Collected data:
- - - - - - -

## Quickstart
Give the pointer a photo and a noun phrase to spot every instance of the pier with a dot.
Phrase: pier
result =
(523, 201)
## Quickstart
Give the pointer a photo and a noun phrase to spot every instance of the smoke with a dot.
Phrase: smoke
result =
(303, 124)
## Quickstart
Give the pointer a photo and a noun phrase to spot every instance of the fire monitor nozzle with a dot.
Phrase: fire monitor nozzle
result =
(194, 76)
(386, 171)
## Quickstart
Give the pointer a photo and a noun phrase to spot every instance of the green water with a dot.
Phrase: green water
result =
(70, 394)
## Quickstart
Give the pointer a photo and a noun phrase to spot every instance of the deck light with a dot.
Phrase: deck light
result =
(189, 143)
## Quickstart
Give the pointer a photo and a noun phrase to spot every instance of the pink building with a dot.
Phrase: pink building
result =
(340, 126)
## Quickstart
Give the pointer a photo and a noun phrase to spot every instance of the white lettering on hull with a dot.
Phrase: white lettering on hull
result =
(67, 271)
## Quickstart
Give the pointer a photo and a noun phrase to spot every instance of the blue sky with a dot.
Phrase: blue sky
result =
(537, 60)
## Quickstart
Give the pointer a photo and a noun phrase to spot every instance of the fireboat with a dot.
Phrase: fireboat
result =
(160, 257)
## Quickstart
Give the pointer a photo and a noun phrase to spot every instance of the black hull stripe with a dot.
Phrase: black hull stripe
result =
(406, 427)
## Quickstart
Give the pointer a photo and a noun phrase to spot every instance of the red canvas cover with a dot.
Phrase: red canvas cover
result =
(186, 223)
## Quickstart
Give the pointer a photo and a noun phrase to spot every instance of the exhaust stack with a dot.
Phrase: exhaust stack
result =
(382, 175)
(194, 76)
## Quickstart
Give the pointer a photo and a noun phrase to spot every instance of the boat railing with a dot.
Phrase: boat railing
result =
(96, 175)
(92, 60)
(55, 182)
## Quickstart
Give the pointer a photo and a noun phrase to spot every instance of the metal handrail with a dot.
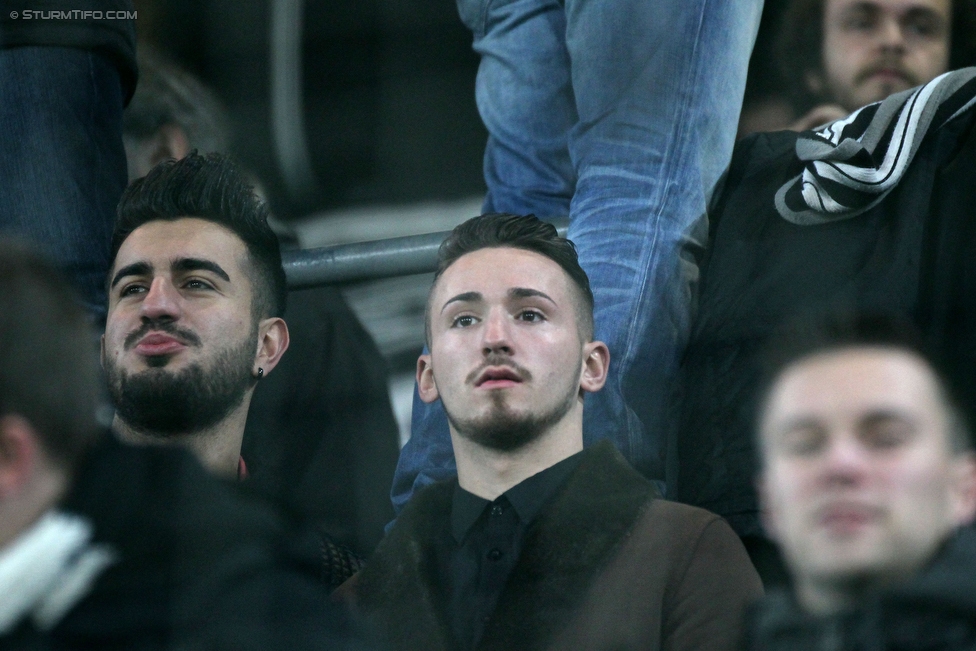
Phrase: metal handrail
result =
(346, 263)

- - - - - - -

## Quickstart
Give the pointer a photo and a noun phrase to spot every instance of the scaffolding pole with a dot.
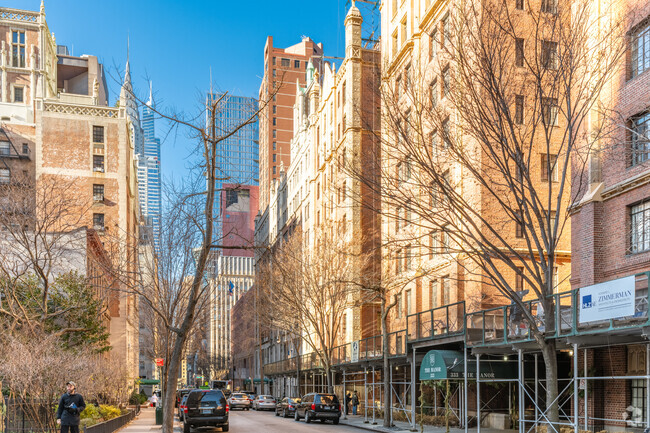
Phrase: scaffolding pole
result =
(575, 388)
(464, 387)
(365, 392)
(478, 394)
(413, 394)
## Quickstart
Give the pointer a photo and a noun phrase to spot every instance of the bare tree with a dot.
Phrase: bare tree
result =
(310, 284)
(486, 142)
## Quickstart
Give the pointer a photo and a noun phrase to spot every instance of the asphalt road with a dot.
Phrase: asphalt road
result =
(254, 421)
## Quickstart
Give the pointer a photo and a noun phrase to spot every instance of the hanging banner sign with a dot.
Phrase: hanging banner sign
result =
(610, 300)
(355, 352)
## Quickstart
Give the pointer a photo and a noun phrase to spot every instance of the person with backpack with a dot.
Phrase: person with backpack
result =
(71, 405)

- - - - - - -

In the entries above, which lines hold the word "hanging"? Copy them out.

→ Answer to this exercise
Give the pointer a photo and a noun phrase to spot every instance of the hanging banner sign with a dot.
Phrase: hanging banner sign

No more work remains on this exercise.